**WHAT THE TASK REQUIRES:**
Output only the stretch of the listing that starts at the line containing "Produce a pixel-accurate" and ends at the line containing "positive clicks: (324, 251)", reproduced exactly with both ends.

BEGIN PROVIDED MATERIAL

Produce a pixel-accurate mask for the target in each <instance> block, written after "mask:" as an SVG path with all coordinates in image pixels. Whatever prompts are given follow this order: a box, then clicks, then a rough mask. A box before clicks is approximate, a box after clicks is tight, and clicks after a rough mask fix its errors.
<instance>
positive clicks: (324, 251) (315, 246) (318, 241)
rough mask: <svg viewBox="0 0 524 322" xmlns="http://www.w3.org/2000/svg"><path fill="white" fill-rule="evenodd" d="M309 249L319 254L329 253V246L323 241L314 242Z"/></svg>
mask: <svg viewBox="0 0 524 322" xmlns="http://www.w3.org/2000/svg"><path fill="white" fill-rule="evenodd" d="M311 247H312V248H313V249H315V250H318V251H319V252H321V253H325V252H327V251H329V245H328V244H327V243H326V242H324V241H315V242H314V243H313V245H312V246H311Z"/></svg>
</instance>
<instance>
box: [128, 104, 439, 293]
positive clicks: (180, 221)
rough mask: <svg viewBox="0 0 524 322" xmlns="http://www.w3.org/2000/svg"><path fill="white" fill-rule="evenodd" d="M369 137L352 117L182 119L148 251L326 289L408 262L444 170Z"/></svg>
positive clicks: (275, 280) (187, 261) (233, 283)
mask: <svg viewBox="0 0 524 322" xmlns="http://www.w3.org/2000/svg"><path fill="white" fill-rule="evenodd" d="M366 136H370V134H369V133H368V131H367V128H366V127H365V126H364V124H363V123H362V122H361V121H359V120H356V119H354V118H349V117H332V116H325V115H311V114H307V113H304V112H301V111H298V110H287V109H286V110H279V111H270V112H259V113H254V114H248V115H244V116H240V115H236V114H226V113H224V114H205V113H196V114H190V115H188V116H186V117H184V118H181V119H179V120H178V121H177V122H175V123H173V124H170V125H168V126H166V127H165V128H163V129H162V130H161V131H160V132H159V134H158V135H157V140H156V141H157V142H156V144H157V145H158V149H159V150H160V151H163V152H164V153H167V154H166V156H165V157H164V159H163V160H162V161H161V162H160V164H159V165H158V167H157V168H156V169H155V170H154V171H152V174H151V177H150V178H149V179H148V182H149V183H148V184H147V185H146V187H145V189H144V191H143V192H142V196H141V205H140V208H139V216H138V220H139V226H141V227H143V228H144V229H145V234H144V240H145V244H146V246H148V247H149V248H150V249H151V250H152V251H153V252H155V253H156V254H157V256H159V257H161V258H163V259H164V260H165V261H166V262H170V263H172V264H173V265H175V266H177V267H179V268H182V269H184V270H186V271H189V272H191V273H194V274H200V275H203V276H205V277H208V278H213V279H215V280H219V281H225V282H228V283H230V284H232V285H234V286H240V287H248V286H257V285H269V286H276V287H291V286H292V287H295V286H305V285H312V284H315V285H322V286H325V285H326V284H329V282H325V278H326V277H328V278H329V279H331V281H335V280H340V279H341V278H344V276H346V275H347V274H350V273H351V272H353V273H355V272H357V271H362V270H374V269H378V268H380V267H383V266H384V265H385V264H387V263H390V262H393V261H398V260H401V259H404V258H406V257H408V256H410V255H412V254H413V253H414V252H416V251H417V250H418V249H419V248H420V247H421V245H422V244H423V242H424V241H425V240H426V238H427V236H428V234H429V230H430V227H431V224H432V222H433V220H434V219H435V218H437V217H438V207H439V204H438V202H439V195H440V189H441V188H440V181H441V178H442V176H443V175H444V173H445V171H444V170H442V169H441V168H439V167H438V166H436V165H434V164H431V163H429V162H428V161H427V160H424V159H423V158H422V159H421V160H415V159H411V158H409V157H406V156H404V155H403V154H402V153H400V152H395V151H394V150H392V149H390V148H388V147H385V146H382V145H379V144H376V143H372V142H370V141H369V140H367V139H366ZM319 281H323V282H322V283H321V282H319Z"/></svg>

END PROVIDED MATERIAL
BEGIN PROVIDED MATERIAL

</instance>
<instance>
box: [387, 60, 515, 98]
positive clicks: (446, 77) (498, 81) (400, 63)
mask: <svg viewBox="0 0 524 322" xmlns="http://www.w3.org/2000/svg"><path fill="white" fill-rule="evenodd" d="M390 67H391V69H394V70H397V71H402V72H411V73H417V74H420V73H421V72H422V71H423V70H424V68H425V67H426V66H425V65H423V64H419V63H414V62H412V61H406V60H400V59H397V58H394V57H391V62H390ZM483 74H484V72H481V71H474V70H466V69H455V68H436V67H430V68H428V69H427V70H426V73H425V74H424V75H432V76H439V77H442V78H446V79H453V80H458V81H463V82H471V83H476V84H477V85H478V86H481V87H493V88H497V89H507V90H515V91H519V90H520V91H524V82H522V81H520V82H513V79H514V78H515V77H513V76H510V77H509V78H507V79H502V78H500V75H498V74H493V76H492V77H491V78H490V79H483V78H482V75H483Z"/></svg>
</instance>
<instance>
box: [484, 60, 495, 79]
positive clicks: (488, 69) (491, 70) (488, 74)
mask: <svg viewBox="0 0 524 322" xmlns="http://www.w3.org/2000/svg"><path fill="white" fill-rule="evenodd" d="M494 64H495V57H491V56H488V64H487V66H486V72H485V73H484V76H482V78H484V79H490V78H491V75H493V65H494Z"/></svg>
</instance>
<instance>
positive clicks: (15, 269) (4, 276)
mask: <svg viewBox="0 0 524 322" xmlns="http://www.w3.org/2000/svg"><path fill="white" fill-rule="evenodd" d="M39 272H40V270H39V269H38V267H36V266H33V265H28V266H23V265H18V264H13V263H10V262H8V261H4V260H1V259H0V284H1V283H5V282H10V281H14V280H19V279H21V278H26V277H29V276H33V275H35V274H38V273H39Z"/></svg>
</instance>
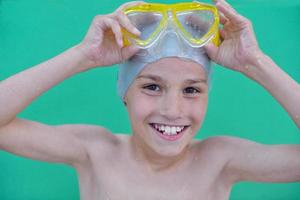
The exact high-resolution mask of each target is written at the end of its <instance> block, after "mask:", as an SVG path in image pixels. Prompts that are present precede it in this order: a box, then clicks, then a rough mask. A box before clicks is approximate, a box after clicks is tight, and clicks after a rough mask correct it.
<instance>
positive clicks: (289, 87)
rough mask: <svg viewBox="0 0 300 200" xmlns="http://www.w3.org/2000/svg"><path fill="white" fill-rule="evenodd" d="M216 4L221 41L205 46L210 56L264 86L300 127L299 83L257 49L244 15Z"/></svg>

END PROVIDED MATERIAL
BEGIN PROVIDED MATERIAL

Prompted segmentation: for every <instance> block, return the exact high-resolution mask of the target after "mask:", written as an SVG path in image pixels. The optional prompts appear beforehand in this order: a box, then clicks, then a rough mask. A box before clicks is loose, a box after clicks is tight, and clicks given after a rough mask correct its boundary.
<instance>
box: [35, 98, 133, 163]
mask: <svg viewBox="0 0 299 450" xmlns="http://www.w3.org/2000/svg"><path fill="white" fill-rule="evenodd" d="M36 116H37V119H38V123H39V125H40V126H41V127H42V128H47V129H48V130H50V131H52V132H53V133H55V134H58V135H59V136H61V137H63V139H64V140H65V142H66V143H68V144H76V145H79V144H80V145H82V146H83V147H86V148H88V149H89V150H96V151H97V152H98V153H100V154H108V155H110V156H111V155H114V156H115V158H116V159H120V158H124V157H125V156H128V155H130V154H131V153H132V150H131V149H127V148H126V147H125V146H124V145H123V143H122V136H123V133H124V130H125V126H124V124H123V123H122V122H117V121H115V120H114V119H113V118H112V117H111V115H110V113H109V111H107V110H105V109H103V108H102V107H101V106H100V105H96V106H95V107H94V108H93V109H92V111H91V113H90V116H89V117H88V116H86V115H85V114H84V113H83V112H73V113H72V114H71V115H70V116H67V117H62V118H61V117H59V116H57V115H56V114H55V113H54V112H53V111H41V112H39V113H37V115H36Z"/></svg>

END PROVIDED MATERIAL

**WORKED SOLUTION:**
Produce a pixel-accurate mask for the target in each <instance> block, written after "mask:" as an SVG path with all coordinates in image pixels. Whatever prompts are given follow this order: a box, then clicks, then a rough mask. A box before clicks is approximate, a box after clicks is tight, and clicks after a rough mask fix its errors.
<instance>
positive clicks: (324, 251) (315, 246) (318, 241)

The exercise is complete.